=== Text ===
Coffee heat rising

Another Soggy Doggy Day

6:40 in the morning, and Ruby drags her human back in the house from the morning doggy-walk. The human is glad to get back indoors. It is overcast out there, and literally, the air IS so wet as to be soggy. 

We managed to avoid the park, which is the “long way” walk for us, and to dodge into the rarified environs of Upper Richistan. Gosh, but it’s swell up there!

Swell…windy…and wet…

The yards are irrigated, not sprinklered. So the swaths of grass in those parts (grass! can you imagine the extravagance??!?) are often ponds full of dirty water.

Thinking about my relatives — in particular my mother’s paternal grandmother, who raised my mother into her early teens. The grandmother had diabetes, back in the day when there was no such thing as insulin. Ultimately, after years of insane dieting, she died of it. Out in the country. On a dirt farm, WAY out in the sticks of upstate New York.

After she croaked over, her husband — my mother’s grandfather — shipped his grand-daughter to the California relatives, since it was thought inappropriate for a young girl to be living alone with a male relative, out in the middle of nowhere.

The Californians, who were relatively affluent (certainly compared to the poverty-stricken New Yorkers), lived in San Francisco’s East Bay. Berkeley, I believe, even at that early date.

My mother was just awed and astonished by her new lifestyle.

One of the things she talked about was riding to school on a school bus. She had — get this! — never seen a bus before! In the sticks of New York, the kiddies rode to school on the back of a horse-drawn wagon. To hear her talk, she was beyond amazed at the affluence of the East Bay lifestyle.

Heh. Think of that!

Now here I am, her daughter, pushing old age in the Fancy-Dan environs of North Central Phoenix, living amidst million-dollar homes.

No, my house is no million-dollar shack: our neighborhood is the low-rent section. But still, it’s as nice or nicer than anyplace she and my father could afford, even on his pretty substantial (for a workingman) salary. Still…

Every time I walk around here, I’m amazed (and grateful) that the Realtor I hired when I looked for my first post-marital house brought me to this neighborhood. Who even knew it was here? I sure didn’t.

[Point annotation records]
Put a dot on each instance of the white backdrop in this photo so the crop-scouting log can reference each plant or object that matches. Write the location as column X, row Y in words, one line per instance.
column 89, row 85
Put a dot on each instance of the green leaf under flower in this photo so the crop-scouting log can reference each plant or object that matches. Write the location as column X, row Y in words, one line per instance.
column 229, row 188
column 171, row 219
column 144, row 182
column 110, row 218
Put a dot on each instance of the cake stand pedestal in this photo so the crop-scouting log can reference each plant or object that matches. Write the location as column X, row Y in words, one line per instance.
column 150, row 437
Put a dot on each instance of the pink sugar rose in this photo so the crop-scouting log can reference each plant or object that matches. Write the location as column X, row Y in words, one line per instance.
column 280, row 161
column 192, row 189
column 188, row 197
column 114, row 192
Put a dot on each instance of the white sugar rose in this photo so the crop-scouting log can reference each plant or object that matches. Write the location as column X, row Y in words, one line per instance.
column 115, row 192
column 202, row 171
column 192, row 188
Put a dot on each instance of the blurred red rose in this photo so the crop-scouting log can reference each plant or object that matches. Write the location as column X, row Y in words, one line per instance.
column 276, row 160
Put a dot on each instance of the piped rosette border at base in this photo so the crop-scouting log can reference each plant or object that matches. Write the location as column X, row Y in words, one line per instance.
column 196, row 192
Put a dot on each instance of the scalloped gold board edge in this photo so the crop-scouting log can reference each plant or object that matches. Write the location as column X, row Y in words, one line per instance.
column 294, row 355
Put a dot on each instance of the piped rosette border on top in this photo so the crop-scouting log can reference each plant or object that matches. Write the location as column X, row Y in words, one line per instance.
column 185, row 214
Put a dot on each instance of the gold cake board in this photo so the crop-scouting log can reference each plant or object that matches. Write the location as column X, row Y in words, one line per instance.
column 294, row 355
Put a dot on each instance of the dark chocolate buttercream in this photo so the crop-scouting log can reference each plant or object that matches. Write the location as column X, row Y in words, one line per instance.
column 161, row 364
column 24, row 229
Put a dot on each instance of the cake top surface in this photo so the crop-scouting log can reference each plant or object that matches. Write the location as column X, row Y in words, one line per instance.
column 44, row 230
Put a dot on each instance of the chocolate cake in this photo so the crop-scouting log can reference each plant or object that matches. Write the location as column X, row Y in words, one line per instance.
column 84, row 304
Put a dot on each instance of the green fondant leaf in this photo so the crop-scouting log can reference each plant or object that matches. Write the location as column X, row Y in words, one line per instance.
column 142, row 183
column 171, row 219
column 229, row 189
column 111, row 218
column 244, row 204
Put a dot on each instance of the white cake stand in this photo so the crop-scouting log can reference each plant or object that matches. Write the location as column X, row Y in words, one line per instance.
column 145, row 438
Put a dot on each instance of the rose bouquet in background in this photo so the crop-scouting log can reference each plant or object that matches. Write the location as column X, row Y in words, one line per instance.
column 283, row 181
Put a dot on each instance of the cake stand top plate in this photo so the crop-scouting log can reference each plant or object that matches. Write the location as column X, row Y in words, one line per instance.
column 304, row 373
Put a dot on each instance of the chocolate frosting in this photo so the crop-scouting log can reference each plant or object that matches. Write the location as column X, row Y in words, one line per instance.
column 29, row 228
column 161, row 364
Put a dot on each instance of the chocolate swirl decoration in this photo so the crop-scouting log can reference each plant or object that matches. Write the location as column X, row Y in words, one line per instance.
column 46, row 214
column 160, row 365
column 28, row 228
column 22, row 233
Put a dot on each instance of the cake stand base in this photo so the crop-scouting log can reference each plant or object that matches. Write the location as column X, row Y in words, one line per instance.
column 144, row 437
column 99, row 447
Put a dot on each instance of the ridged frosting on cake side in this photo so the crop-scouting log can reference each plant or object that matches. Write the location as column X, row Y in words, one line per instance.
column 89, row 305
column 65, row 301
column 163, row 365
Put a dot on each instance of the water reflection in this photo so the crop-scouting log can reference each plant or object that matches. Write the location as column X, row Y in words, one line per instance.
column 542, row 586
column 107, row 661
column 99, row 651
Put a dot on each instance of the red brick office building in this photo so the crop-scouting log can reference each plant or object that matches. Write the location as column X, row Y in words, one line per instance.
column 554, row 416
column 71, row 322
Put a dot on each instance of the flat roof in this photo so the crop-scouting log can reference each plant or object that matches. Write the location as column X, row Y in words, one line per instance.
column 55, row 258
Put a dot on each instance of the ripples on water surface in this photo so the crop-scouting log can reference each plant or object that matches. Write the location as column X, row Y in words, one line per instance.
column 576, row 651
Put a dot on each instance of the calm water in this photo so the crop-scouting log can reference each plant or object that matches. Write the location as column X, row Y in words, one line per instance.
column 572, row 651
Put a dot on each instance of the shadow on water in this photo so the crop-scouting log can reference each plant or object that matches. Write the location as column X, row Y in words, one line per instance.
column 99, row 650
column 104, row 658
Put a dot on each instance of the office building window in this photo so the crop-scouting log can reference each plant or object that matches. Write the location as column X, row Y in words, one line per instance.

=== Directive 1 ===
Answer these questions from the morning-walk post above the records.
(a) At what time does Ruby bring her human back into the house?
(b) What illness did the mother's paternal grandmother have?
(c) In what part of Phoenix does the writer live now?
=== Directive 2 ===
From the morning-walk post above the records, extract the passage starting with "Another Soggy Doggy" and going on through "of dirty water.", word for word.
=== Directive 3 ===
Please write what comes next in the morning-walk post above the records, picking up after its last sentence.

=== Response 1 ===
(a) 6:40 in the morning
(b) Diabetes
(c) North Central Phoenix

=== Response 2 ===
Another Soggy Doggy Day

6:40 in the morning, and Ruby drags her human back in the house from the morning doggy-walk. The human is glad to get back indoors. It is overcast out there, and literally, the air IS so wet as to be soggy. 

We managed to avoid the park, which is the “long way” walk for us, and to dodge into the rarified environs of Upper Richistan. Gosh, but it’s swell up there!

Swell…windy…and wet…

The yards are irrigated, not sprinklered. So the swaths of grass in those parts (grass! can you imagine the extravagance??!?) are often ponds full of dirty water.

=== Response 3 ===
It’s part of a downscale district to the north of Fancy-Dan North Central, along that district’s southern border. Yet in the time since I bought my first house here, our parts have caught the plague of Fancy-Danitude from the swell areas around us.

My mother was once again awed and astonished when she saw my new digs.

Truth to tell, this tract was built by the same developer that built out Sun City, where, by the time I moved here, she and my father were established. The houses are well built, on decent-sized lots with actual WALLS running along the alleys behind the backyard. Block construction. Decent roofs. So…even though we’re officially in the ill-favored Sunnyslope suburb, our area looks like it’s part of North Central.

And that jacks up the property values. WAY up. 😀 Even though — truth to tell — the houses are basically the same as the ones in Sun City.

I’d dearly love to stay here until I die.

That’s an unlikely proposition. Even though I hire a cleaning lady (bless her!!!) and a pool dude and Gerardo the miraculous yard dude, eventually the place no doubt will get beyond my ability to care for. Then it will be off to the dreaded Beatitudes for me: an overpriced prison for old folks.

I do hope I die well before I reach the Beatitudes stage!

Not likely, though: longevity runs in my family. And so…Old Folks’ Prison is indeed my most likely final life stage.

Ugh! Sincerely, I do hope I die before that point. But don’t (heh!!) hold your breath. A typical life span on my mother’s side is upwards of 90.

But she died in her mid-60s, primarily (I believe) because she was a walking smokestack. And because she caught amoebic dysentery in lovely Araby, which damn near killed her then. My father and his brothers lived into their 80s, and they all had hard lives. And both of my parents smoked. My mother was never conscious when she didn’t have a cigarette in her mouth.

Literally true: you knew when she was awake in the middle of the night or in the morning by the stink of her fukkin’ cigarette emanating from her room.

The cigarettes killed her. But…maybe they gave her enough pleasure to make it worth the peculiarly grim exit she got from them.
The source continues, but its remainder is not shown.